- _Consigna_:
Prolongue el texto sobre el muro construido por Marruecos en el Sáhara Occidental a partir de su última oración.

- _Texto original_:
────────────────────

“Las peores prisiones son aquellas que no tienen paredes” reflexiona el artista saharaui Wallad Mohamed Mahmud al recordar lo que la ocupación ha hecho de su hogar, “el Muro de la Vergüenza es para mí la peor cárcel que puede existir. No solamente es un crimen contra la humanidad sino también contra el planeta: es una herida que divide el corazón del cuerpo”.
El muro que Marruecos construyó en el territorio del Sáhara Occidental cumple ya 31 años. En un comunicado dirigido a la agencia France Presse, el Ministerio de Comunicación marroquí señalaba: “El muro defensivo de arena ha sido construido para garantizar el derecho de Marruecos a la preservación de su seguridad y para luchar contra el uso del Sáhara como paso de las redes terroristas, el tráfico de seres humanos y de la droga”. No deja de ser paradójico que se atribuyan capacidades defensivas a un artefacto que, acorde al derecho internacional, se halla protegiendo un territorio que no le pertenece. La historia, la estructura y la realidad del Muro sugieren que, en esencia, su origen y sus fines son otros: hace que la ocupación del Sáhara Occidental sea un “hecho consumado” y su diseño lo convierte en un arma más del ejército marroquí.

El Muro de la Vergüenza
El Muro de seguridad, en el lenguaje castrense marroquí, o Muro de la Vergüenza, en el lenguaje ideológico de los saharauis, es en realidad un conjunto de ocho muros que suman una longitud superior a los 2.700 kilómetros. Su construcción se llevó a cabo en varias fases, en el período comprendido entre 1981 y 1987. En cada una de las ampliaciones, el ejército marroquí consiguió anexionarse y controlar nuevas parcelas de territorio saharaui. Su presencia evita las incursiones del Frente Polisario, el movimiento de liberación nacional saharaui, pero también impide la vuelta de los refugiados saharauis al territorio del Sáhara Occidental.
Según Mahfud Moh-Lamin, miembro de la campaña internacional Juntos para derribar el Muro, “la mayoría de los propios saharauis no tienen la suficiente información acerca de los diferentes materiales e instrumentos que componen el Muro”. Este gran artefacto de inteligencia norteamericano-israelí, que cuesta a Marruecos la friolera de dos millones de dólares diarios, está equipado con toda una serie de instrumentos que permiten detectar-y abatir, si el ejército marroquí lo considerase necesario- a todo saharaui que se acerque a menos de sesenta kilómetros.

────────────────────

- _Datos proporcionados_:

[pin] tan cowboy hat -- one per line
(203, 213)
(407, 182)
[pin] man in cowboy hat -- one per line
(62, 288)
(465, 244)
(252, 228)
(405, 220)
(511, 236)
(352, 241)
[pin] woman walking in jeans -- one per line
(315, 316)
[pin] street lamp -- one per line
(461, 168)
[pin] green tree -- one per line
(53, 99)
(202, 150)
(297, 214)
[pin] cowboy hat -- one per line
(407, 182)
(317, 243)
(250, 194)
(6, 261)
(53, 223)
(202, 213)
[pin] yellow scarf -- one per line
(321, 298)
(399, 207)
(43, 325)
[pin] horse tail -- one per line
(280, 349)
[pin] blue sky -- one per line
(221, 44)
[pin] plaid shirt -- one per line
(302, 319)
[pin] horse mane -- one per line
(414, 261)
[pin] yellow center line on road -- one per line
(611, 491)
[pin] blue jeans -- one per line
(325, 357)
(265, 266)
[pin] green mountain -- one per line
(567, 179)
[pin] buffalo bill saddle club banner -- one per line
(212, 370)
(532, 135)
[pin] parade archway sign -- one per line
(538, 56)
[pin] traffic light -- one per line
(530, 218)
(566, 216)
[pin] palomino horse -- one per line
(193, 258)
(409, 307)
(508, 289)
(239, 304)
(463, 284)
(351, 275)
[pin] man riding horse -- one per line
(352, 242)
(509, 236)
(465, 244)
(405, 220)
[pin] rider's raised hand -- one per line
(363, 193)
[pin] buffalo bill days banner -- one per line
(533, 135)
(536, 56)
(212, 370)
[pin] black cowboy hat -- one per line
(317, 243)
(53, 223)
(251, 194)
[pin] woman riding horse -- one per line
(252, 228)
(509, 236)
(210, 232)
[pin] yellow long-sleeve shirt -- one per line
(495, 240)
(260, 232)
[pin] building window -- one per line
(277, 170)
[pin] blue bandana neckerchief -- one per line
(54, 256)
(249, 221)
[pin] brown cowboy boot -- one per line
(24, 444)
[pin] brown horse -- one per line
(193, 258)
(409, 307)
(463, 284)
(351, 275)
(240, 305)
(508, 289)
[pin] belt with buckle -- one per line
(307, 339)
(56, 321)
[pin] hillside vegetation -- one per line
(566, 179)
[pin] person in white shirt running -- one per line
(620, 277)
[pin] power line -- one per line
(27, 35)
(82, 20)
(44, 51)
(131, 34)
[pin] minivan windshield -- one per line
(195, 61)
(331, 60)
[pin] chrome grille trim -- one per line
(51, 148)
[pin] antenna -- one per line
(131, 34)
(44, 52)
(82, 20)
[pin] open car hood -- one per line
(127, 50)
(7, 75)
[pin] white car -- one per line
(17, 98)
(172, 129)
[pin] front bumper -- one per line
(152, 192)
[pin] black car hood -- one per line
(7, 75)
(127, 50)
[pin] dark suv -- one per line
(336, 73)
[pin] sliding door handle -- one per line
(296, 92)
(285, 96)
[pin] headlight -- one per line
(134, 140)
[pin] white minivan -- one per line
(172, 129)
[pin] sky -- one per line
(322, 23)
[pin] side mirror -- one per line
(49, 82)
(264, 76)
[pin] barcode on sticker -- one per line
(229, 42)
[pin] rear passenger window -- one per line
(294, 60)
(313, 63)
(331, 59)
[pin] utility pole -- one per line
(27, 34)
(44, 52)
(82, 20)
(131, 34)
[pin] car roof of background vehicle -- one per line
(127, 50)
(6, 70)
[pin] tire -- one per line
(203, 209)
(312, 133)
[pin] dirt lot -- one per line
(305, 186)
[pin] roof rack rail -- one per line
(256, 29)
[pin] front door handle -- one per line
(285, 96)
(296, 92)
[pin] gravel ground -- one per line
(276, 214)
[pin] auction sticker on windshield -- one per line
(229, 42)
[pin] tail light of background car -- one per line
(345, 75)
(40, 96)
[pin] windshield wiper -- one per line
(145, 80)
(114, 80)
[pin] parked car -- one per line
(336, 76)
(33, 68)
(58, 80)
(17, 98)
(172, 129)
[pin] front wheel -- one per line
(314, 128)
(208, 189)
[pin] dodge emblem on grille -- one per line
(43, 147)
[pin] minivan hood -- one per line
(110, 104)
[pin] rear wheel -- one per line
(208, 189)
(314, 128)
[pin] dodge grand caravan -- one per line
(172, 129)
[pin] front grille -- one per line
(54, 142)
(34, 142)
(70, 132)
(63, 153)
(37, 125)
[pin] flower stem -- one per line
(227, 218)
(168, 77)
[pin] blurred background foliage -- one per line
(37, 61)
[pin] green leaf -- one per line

────────────────────

- _Respuesta_:
Está protegido por trincheras, alambre de espino, minas y sistema de detención electrónica. Cada cinco kilómetros hay cerca de cien soldados marroquíes, generalmente infantería, aunque también otros cuerpos como paracaidistas. Cada quince, un radar otea la zona ante la posible aparición de baterías de artillería en las proximidades. Hacia el interior las estrategias defensivas continúan, es territorio minado, alambrado y además cuenta con la presencia de obstáculos como muros de arena o de piedras normalmente inferiores al metro. “El Sáhara Occidental es uno de los territorios más contaminados del mundo por las minas antipersona que Marruecos colocó en los 70 y los 80”, comenta Moh-Lamin entre la tristeza y la indignación, “aún quedan cerca de siete millones de minas activas”.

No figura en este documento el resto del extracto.